— START DATA PROVIDED —

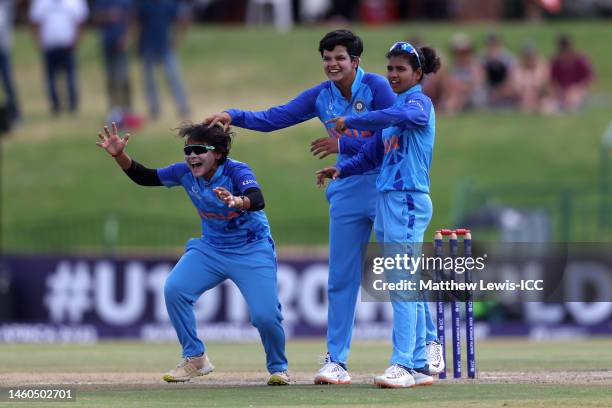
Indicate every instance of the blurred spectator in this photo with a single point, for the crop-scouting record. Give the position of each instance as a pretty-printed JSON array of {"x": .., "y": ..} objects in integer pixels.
[
  {"x": 432, "y": 84},
  {"x": 532, "y": 79},
  {"x": 499, "y": 65},
  {"x": 160, "y": 21},
  {"x": 570, "y": 75},
  {"x": 6, "y": 43},
  {"x": 465, "y": 82},
  {"x": 58, "y": 27},
  {"x": 114, "y": 17}
]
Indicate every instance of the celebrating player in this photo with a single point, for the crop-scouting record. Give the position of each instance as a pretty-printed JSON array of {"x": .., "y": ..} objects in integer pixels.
[
  {"x": 350, "y": 90},
  {"x": 235, "y": 244},
  {"x": 403, "y": 151}
]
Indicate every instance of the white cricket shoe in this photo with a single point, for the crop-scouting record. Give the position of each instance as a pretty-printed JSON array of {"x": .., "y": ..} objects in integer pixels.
[
  {"x": 435, "y": 358},
  {"x": 395, "y": 376},
  {"x": 279, "y": 378},
  {"x": 189, "y": 368},
  {"x": 422, "y": 377},
  {"x": 332, "y": 373}
]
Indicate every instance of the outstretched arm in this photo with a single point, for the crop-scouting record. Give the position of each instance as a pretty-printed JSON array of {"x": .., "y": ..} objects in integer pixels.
[
  {"x": 298, "y": 110},
  {"x": 369, "y": 157},
  {"x": 115, "y": 146},
  {"x": 414, "y": 113}
]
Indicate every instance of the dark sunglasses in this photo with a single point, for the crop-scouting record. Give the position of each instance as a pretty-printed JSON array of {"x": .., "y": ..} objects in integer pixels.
[
  {"x": 407, "y": 48},
  {"x": 197, "y": 149}
]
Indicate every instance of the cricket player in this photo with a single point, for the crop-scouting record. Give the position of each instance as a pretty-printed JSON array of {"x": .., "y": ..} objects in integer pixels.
[
  {"x": 403, "y": 151},
  {"x": 235, "y": 244}
]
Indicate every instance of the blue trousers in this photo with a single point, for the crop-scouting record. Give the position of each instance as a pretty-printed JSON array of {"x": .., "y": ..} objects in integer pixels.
[
  {"x": 173, "y": 76},
  {"x": 118, "y": 85},
  {"x": 56, "y": 60},
  {"x": 352, "y": 210},
  {"x": 403, "y": 217},
  {"x": 6, "y": 76},
  {"x": 252, "y": 268}
]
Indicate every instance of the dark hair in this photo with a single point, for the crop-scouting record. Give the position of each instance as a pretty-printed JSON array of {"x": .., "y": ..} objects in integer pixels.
[
  {"x": 564, "y": 41},
  {"x": 428, "y": 61},
  {"x": 346, "y": 38},
  {"x": 214, "y": 136}
]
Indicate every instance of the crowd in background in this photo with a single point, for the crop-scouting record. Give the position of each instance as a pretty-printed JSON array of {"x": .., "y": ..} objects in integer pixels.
[
  {"x": 57, "y": 27},
  {"x": 491, "y": 78},
  {"x": 496, "y": 79}
]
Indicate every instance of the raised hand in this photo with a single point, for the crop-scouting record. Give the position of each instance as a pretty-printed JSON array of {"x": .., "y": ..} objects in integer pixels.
[
  {"x": 340, "y": 125},
  {"x": 111, "y": 142},
  {"x": 224, "y": 195},
  {"x": 324, "y": 146},
  {"x": 326, "y": 172},
  {"x": 222, "y": 118}
]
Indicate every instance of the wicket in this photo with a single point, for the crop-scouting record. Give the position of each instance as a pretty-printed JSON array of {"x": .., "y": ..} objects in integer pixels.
[{"x": 455, "y": 305}]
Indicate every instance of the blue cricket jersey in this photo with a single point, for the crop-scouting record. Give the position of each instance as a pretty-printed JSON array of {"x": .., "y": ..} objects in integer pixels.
[
  {"x": 222, "y": 226},
  {"x": 369, "y": 92},
  {"x": 404, "y": 149}
]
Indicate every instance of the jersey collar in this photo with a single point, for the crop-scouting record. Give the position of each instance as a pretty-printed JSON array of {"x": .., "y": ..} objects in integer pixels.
[
  {"x": 406, "y": 93},
  {"x": 217, "y": 174},
  {"x": 354, "y": 87}
]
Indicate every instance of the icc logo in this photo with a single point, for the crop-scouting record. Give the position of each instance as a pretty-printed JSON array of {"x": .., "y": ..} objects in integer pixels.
[{"x": 359, "y": 106}]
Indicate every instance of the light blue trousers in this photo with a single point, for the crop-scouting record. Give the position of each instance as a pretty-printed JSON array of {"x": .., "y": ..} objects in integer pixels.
[
  {"x": 252, "y": 268},
  {"x": 352, "y": 210},
  {"x": 403, "y": 217}
]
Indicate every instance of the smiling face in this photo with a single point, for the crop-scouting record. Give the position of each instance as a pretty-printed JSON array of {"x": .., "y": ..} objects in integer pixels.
[
  {"x": 339, "y": 66},
  {"x": 400, "y": 74},
  {"x": 202, "y": 165}
]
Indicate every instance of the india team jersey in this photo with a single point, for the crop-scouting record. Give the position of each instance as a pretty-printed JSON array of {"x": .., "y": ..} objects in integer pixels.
[
  {"x": 404, "y": 148},
  {"x": 369, "y": 92},
  {"x": 222, "y": 226}
]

— END DATA PROVIDED —

Convert the lines from the one containing "Indicate every instance of the india" through the end of the records into a JSON list of strings, one string per line, with blank lines omitted.

**ANSWER FOR THE TASK**
[
  "Indicate every instance of the india team jersey in this photo with a single point, for the crop-scouting record. Give the position of each instance as a pretty-printed JSON array of {\"x\": .., \"y\": ..} objects in integer pixels.",
  "[",
  "  {\"x\": 404, \"y\": 148},",
  "  {\"x\": 369, \"y\": 92},",
  "  {\"x\": 222, \"y\": 226}",
  "]"
]